** Instruction A **
Answer these questions using the forum article, giving each answer on its own line with the same mark:
(i) When and where was GAMMATEC II held?
(ii) Which two carmakers are running major tests of automated car disassembly?
(iii) Which German ministry handles the research role that the Department of Defense plays in the US?
** Instruction B **
Write the next part of the article on the German American manufacturing forum, picking up after its last sentence.

Euro-directions: Germans share their technology

GAMMATEC II, the second German American Forum on Manufacturing Technology, was held May 8-9, 1991, at the Institute of Advanced Manufacturing Sciences Inc (IAMS), Cincinnati, OH. It was an opportunity for domestic manufacturers and researchers to learn about developments at one of Germany's leading manufacturing-research institutes, the Laboratory for Machine Tools and Industrial Management (WZL), Technical University, Aachen, Germany. Topics presented ranged from management strategies to specifics on cutting-tool research, machine-tool technologies, and computer integration.

Spokesperson for the group of presenters was Dr Walter Eversheim, Chair of Production Engineering and a director of WZL.

In Germany and Europe, as in the US, concern for the environment is impacting on manufacturing.

"Germany and all of Europe are more and more concerned with ecological questions," Eversheim reported, "both in how our products are used and the effects of our manufacturing technologies. It is interesting to note that both BMW and Mercedes Benz are doing major tests of disassembly of their cars (for recycling) with a high level of automation. There's also a lot of ecological concern about using plastics in certain combinations. At the same time, we are looking at technologies to get rid of the use of certain machining coolants through dry cutting.

"When we examine these new dimensions of ecological quality, we must also think about the costs involved. We must ask: 'Who pays for this?' The microeconomics in the factory must be broadened to include the macroeconomics of the whole marketplace."

Cultural differences

Eversheim acknowledges the big difference in reputation the engineer enjoys in Germany versus here in the US or elsewhere--the issue of whether it is more desirable for the young to become lawyers or engineers.

"In our country, the engineer's office is well respected. They have a good social status, and mix well with the society of upper management."

Machine operators also have more status and a more significant role there. The operator closes the control loop and provides important feedback to the NC programmer.

Investment differences

There are also differences in governmental influences on manufacturing R&D. "This technology is driven by DOD in your country," he notes. "The Department of Defense pushes through new materials, technologies, and the transfer of research from institutes or universities to industry. In contrast, in Germany, the Ministry of Defense is of nearly no importance--it has very little research money to spend. Instead, this is done by our Ministry of Research & Technology, and is more concentrated in the public domain and primarily fundamental research. The universities do applied research, and are heavily funded by industry." (Whereas the German R&D budget in the public domain is 4% of GNP/year, private industry spent an estimated 47 billion Dm on research last year. The US R&D estimate for '91 is $150 billion, evenly split between federal and industry funding.)

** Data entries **
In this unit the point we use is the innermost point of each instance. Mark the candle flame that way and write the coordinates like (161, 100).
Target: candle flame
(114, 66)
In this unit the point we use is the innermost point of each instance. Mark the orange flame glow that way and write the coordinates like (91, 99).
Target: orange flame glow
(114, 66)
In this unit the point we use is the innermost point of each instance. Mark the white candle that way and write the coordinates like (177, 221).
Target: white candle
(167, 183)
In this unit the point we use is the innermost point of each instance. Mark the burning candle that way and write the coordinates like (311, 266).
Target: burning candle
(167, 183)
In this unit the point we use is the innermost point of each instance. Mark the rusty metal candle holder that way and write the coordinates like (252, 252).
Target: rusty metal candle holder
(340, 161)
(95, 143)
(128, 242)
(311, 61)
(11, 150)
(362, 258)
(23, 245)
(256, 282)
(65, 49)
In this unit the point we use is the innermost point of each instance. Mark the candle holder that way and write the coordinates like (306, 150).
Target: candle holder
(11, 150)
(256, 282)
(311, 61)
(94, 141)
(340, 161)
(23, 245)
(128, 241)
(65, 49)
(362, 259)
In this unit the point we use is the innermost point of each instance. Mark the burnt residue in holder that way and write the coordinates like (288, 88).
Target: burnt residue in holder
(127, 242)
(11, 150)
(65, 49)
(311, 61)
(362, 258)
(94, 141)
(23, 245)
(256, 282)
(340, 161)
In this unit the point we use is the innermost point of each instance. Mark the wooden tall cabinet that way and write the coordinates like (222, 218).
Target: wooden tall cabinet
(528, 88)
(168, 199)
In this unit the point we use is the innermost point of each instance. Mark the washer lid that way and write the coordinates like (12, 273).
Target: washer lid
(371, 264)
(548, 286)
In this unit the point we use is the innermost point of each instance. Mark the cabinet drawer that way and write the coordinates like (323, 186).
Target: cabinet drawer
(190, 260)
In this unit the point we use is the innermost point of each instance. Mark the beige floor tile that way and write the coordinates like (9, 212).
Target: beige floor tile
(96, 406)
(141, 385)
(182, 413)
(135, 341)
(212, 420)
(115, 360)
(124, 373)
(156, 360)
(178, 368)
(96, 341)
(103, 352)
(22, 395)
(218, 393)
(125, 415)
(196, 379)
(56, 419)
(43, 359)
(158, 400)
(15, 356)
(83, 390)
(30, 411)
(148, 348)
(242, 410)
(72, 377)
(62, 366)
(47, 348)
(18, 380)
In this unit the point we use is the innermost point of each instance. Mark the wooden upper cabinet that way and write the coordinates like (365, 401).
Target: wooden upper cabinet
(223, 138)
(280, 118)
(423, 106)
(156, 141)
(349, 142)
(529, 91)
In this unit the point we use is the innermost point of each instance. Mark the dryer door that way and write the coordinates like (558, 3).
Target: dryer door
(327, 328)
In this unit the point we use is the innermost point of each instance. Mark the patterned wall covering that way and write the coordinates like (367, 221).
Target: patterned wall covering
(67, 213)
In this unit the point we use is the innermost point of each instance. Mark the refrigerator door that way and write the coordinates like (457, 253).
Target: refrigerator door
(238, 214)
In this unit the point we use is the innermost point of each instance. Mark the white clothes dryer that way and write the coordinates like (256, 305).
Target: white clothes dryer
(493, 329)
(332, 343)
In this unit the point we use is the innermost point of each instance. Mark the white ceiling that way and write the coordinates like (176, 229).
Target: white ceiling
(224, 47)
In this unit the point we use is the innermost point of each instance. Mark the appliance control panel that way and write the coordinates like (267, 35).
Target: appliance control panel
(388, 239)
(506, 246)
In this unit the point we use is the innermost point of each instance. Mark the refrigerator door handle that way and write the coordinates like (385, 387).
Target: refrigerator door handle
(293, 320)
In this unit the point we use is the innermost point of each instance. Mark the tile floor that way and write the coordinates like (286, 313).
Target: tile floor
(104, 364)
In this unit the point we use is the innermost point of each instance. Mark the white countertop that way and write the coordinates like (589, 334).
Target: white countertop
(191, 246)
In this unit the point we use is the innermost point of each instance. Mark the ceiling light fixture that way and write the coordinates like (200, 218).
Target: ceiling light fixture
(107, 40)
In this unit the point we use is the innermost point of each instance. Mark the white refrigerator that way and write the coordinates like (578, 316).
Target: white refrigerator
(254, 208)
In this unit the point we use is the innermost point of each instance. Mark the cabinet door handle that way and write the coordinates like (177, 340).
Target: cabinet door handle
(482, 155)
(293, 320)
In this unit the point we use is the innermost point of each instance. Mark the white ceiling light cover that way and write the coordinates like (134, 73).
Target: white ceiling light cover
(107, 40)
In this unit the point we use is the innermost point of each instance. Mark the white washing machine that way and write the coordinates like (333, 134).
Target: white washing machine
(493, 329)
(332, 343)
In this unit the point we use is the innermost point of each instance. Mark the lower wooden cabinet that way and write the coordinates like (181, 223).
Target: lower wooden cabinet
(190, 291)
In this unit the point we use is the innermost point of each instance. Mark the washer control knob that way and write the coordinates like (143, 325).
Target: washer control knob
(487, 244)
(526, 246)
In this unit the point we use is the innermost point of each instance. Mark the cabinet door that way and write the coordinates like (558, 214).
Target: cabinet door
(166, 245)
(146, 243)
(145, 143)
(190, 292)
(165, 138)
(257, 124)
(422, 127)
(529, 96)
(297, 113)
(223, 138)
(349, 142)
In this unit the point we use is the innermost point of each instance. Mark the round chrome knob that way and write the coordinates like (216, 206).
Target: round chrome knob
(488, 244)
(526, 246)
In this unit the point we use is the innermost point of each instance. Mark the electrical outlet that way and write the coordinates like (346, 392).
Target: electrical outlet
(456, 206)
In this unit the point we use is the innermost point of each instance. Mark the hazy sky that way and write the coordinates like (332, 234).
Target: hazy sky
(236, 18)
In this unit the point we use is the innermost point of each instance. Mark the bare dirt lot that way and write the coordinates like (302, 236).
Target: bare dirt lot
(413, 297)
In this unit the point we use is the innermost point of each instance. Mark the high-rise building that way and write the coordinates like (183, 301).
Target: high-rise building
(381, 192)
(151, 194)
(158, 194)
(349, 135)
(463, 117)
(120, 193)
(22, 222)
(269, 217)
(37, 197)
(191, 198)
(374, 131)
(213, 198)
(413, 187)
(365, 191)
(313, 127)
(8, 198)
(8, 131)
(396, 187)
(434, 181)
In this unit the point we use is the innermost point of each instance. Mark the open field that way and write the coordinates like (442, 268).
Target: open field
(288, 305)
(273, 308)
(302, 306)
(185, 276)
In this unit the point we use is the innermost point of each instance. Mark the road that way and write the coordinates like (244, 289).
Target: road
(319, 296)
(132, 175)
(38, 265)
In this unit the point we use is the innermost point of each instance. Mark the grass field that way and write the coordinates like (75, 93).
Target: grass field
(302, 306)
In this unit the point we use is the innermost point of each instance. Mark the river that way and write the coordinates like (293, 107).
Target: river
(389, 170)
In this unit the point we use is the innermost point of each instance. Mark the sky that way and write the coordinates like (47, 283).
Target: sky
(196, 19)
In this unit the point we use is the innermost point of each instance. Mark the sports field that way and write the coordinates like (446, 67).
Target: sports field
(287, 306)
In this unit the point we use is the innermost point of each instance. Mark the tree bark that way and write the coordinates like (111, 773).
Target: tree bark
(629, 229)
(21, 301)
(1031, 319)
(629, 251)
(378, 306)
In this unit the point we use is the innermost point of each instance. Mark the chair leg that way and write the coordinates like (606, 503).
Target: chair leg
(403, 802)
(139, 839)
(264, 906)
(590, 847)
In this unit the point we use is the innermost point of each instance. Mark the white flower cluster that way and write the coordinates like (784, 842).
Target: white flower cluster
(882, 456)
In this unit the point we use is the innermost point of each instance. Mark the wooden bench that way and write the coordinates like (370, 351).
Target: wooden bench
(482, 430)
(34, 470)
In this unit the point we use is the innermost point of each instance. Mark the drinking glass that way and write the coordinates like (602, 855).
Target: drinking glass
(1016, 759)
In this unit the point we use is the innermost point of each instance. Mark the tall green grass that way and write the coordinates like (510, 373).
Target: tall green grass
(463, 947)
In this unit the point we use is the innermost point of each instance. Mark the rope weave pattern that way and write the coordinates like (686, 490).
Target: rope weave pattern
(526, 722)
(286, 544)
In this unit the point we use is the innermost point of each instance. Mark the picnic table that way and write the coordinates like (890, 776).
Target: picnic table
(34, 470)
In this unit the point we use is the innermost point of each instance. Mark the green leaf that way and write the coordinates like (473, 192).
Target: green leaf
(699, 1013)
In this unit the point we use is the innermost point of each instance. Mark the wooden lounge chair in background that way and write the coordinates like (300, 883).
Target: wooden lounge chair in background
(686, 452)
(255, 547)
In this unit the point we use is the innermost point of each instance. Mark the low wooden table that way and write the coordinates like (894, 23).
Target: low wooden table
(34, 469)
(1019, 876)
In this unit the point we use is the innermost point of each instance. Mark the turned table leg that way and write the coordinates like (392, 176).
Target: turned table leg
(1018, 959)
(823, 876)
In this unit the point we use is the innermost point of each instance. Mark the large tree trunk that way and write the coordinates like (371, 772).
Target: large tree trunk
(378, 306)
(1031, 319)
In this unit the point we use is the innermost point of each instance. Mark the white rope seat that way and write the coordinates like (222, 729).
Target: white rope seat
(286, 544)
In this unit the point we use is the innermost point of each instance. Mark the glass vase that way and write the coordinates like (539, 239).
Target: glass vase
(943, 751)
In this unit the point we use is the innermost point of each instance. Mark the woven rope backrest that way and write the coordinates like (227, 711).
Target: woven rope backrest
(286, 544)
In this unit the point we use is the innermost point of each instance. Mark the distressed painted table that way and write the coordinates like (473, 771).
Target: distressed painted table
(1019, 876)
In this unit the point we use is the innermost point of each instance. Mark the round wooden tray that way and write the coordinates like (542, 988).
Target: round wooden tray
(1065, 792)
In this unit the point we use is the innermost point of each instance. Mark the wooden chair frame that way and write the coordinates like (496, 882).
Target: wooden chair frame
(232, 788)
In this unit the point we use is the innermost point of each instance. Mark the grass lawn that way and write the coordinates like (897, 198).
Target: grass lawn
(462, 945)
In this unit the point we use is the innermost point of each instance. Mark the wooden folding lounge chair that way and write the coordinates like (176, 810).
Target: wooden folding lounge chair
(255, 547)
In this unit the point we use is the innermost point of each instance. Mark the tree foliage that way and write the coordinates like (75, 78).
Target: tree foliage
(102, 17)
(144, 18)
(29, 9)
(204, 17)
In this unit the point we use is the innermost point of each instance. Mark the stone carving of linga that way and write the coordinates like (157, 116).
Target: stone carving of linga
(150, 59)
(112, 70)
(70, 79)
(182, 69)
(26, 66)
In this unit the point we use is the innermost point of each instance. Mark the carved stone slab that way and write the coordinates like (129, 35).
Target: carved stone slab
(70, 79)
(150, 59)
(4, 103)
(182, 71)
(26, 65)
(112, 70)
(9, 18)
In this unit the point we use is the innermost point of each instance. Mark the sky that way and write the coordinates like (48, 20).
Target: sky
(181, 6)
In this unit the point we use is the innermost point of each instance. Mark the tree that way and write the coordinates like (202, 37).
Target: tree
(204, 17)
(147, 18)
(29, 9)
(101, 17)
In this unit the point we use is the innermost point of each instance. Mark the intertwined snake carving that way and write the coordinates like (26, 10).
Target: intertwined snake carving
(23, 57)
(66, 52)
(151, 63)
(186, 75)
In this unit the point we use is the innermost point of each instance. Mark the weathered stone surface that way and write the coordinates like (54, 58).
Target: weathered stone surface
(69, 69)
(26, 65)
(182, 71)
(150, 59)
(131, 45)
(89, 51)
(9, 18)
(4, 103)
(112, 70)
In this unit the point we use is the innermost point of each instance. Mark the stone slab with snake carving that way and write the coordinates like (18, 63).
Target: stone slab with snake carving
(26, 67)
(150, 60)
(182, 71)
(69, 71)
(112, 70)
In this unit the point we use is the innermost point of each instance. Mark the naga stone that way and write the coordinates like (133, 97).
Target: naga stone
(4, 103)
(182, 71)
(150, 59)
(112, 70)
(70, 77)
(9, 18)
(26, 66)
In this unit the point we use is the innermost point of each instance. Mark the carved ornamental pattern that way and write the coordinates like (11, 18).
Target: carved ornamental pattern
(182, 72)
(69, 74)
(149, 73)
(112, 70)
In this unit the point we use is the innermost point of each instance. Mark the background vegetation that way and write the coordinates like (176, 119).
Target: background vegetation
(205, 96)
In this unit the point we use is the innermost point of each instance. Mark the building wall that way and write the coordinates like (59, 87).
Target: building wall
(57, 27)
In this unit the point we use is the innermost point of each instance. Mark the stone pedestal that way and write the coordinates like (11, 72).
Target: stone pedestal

** Right answer A **
(i) May 8-9, 1991, at the Institute of Advanced Manufacturing Sciences Inc (IAMS), Cincinnati, OH
(ii) BMW and Mercedes Benz
(iii) The Ministry of Research & Technology

** Right answer B **
Another important point is that their universities work closely with industry on these programs, using students pursuing engineering theses on these large, publicly funded projects. "These students train on the job, go out from the universities to the companies, get in touch with the unions, and learn the labor environment first-hand, which is very important. When they come later to their white-collar jobs, they will not have these (informal) discussions. So, these approaches are quite different from your system. But this is West Germany. It is not the same in France, for example.

"Also, our R&D institutes are kept well informed in the very early proposal stages about what is going on in other major institutes in Munich, Stuttgart, Berlin, etc. We don't do duplicate work! Or, if we quit a project, that is also known, and the way is opened for others to try a different approach."

Improving delivery time

A bigger competitive factor than a product's price today is its delivery time, says a survey of leading machine-tool manufacturers in Germany. When asked about their goals and how well they were meeting them, the highest discrepancy was minimizing lead time. While 59% said it was their most important goal, only 19% had reached it, whereas, minimizing inventory, a goal of 68%, was already achieved by 45%.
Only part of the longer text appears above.